▶ WHAT NEEDS TO BE DONE
Take the line that contains "Place one keypoint on each instance of the purple" as the first and the last line of the material as the final one; set down exactly the lines in that span.

* start SOURCE RECORDS *

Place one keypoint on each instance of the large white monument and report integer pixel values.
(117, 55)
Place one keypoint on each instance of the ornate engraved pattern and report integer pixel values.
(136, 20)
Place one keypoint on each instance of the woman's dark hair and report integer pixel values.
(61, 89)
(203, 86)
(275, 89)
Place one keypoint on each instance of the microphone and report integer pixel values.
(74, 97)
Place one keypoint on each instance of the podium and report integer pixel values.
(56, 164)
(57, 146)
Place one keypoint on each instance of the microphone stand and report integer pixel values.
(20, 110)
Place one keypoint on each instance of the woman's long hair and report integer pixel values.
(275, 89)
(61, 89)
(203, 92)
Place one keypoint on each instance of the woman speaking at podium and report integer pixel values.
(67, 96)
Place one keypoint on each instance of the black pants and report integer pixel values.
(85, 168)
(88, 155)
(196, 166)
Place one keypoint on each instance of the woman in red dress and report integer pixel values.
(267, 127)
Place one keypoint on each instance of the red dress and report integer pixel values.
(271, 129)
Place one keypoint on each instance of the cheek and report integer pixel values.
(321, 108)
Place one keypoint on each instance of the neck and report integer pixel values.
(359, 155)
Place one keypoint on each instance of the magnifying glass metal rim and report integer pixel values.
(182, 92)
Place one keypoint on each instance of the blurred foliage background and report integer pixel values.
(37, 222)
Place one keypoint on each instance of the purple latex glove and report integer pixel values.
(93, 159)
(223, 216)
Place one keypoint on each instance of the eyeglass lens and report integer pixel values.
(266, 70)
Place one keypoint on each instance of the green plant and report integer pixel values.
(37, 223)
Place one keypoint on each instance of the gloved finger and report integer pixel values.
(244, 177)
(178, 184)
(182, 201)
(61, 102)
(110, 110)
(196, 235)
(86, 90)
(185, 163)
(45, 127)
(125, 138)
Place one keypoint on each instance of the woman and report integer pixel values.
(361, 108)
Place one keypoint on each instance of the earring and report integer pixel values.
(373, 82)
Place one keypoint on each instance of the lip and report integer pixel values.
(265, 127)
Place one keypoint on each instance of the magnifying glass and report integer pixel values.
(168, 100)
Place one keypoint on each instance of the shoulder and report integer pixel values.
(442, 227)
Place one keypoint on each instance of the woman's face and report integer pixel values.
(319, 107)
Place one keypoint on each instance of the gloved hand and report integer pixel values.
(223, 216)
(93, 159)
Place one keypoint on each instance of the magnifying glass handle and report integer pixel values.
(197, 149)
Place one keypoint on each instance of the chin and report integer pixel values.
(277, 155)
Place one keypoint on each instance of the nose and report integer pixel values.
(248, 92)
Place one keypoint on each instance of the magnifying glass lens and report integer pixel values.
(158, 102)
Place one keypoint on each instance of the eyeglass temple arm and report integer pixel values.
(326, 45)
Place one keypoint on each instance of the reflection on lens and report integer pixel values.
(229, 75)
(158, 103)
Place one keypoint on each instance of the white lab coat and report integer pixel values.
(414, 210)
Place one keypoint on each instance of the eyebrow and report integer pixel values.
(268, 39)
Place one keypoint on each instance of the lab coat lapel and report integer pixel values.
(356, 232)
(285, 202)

* end SOURCE RECORDS *

▶ FULL RESPONSE
Place one keypoint on each instance of the purple latex glove and report integer pixel values.
(93, 159)
(223, 216)
Place one keypoint on each instance of the eyeglass lens and report integer pixel values.
(266, 70)
Place one keypoint on each instance of the green plant and report integer pixel values.
(37, 223)
Place one keypoint on each instance of the gloved finger and report integer pixel values.
(244, 177)
(178, 184)
(182, 201)
(61, 102)
(110, 110)
(196, 235)
(86, 90)
(185, 163)
(45, 127)
(125, 138)
Place one keypoint on each instance of the woman and report integer pixel values.
(361, 108)
Place one keypoint on each instance of the earring and report integer pixel values.
(373, 82)
Place one keypoint on each instance of the lip and report integer pixel values.
(265, 127)
Place one keypoint on each instance of the magnifying glass and report integer pixel values.
(168, 100)
Place one keypoint on each instance of the shoulder and report integer pixel values.
(442, 227)
Place one keypoint on each instance of the woman's face and report integer pixel values.
(319, 107)
Place one keypoint on each instance of the gloved hand and report integer pixel values.
(223, 216)
(93, 159)
Place one keypoint on each instance of the magnifying glass handle and report integer pixel values.
(197, 149)
Place one keypoint on each instance of the chin and report integer pixel values.
(277, 155)
Place one keypoint on each instance of the nose and report integer pixel values.
(248, 92)
Place one keypoint on each instance of the magnifying glass lens and report integer pixel values.
(158, 102)
Place one keypoint on each instance of the eyeglass temple arm and report integer pixel values.
(326, 45)
Place one keypoint on each instance of the reflection on lens and report integer pixel values.
(229, 75)
(158, 103)
Place one keypoint on each instance of the white lab coat and report integer pixel values.
(414, 210)
Place one keypoint on each instance of the eyebrow and report integer pixel values.
(268, 39)
Place one keypoint on each instance of the lab coat lapel and report integer pixel values.
(356, 232)
(285, 202)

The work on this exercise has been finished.